• [TASK GOAL]
Reproduce the records word for word, apart from the images they contain.

EXERCISE INPUT section start

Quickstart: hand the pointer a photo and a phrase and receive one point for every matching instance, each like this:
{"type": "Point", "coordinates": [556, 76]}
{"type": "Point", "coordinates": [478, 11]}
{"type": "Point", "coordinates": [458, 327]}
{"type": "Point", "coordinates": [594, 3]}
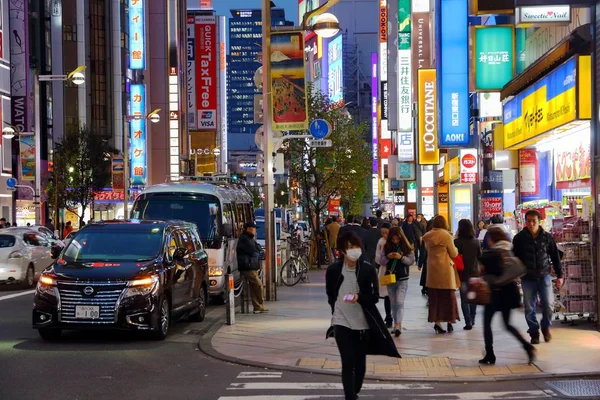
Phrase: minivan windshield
{"type": "Point", "coordinates": [141, 244]}
{"type": "Point", "coordinates": [203, 210]}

EXERCISE INPUT section end

• [SOLUTION TO THIS EXERCISE]
Quickstart: hand the pointer a photo and a phrase and receive one point for every matching instance, each like this:
{"type": "Point", "coordinates": [556, 76]}
{"type": "Point", "coordinates": [478, 11]}
{"type": "Point", "coordinates": [458, 327]}
{"type": "Point", "coordinates": [594, 3]}
Phrase: minivan windshield
{"type": "Point", "coordinates": [141, 244]}
{"type": "Point", "coordinates": [203, 210]}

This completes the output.